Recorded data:
---

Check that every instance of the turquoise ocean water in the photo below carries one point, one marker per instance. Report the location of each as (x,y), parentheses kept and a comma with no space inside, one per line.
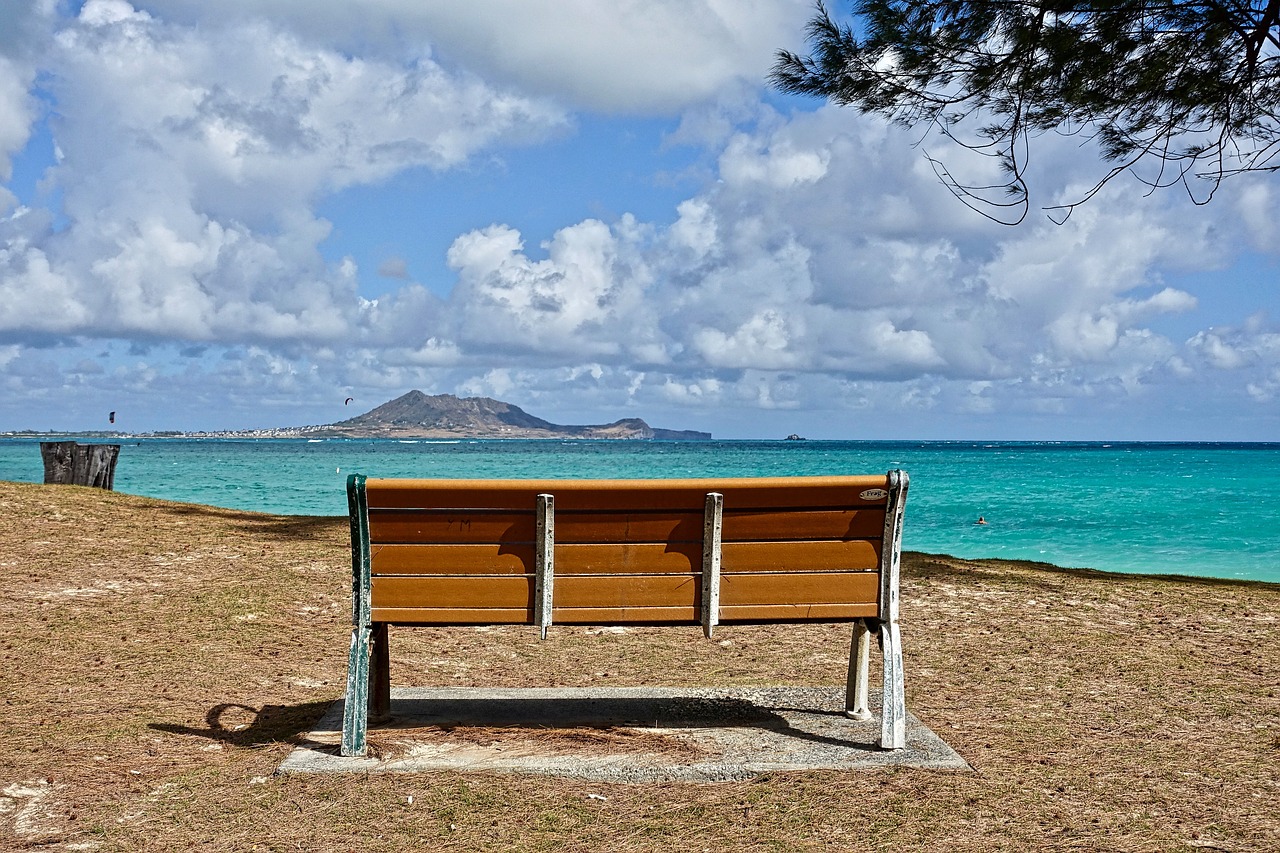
(1208,510)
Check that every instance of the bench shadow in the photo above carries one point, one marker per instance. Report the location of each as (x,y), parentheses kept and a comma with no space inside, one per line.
(293,724)
(268,725)
(540,715)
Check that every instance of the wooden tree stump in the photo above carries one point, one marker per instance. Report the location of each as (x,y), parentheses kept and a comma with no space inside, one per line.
(72,464)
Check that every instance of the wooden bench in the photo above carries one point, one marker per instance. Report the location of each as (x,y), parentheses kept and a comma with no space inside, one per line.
(626,552)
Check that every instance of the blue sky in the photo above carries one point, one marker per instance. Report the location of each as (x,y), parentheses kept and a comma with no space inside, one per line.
(594,210)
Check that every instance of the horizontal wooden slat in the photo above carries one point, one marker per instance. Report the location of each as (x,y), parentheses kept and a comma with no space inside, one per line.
(662,525)
(750,614)
(627,495)
(452,560)
(759,525)
(453,615)
(451,527)
(626,615)
(799,556)
(680,557)
(625,591)
(506,525)
(800,588)
(624,559)
(796,612)
(466,593)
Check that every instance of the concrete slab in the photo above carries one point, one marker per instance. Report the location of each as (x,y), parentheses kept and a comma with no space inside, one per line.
(620,734)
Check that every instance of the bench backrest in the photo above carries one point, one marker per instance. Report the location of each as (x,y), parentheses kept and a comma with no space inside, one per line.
(759,550)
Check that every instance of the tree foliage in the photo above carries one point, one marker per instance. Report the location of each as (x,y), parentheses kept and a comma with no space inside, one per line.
(1175,92)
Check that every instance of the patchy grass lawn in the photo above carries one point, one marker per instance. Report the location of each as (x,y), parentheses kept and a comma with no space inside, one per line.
(160,660)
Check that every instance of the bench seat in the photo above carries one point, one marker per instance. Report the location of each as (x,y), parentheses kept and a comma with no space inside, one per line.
(625,552)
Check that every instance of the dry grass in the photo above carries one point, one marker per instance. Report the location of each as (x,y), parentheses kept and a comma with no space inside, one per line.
(160,660)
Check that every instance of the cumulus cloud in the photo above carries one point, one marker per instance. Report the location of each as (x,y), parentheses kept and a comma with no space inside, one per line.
(819,268)
(618,56)
(191,208)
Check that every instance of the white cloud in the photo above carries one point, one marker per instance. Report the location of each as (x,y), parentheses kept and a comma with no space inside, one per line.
(819,268)
(190,206)
(653,55)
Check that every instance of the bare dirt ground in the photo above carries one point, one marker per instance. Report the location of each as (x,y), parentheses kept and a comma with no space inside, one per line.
(160,660)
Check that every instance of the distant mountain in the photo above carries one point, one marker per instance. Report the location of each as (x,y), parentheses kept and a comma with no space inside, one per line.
(417,415)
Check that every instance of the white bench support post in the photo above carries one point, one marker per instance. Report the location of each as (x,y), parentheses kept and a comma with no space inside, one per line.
(894,698)
(856,702)
(544,562)
(713,524)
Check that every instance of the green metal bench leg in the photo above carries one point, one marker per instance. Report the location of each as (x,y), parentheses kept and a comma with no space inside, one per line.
(355,715)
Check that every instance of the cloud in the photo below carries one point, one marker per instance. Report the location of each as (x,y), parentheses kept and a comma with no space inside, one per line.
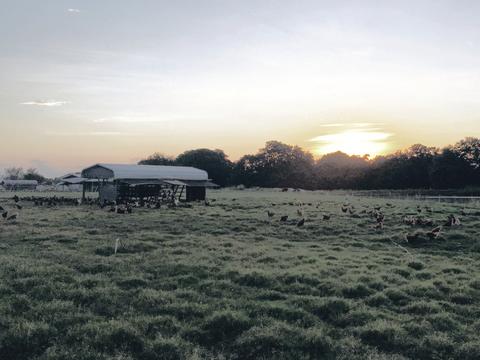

---

Stated problem: Show each line of the records above that contains the word "below", copied in full.

Reply to the exercise:
Check that every instance of the turquoise ocean water in the photo below carries one point, one marker per instance. Report the location of each as (x,y), parentheses kept and a comma with no space inside, one per line.
Check that every instance of the cloud in the photo below carries one point, one marker per instance. Report the location of each as (x,y), parentheses kept and a comma with no space inside, one per line.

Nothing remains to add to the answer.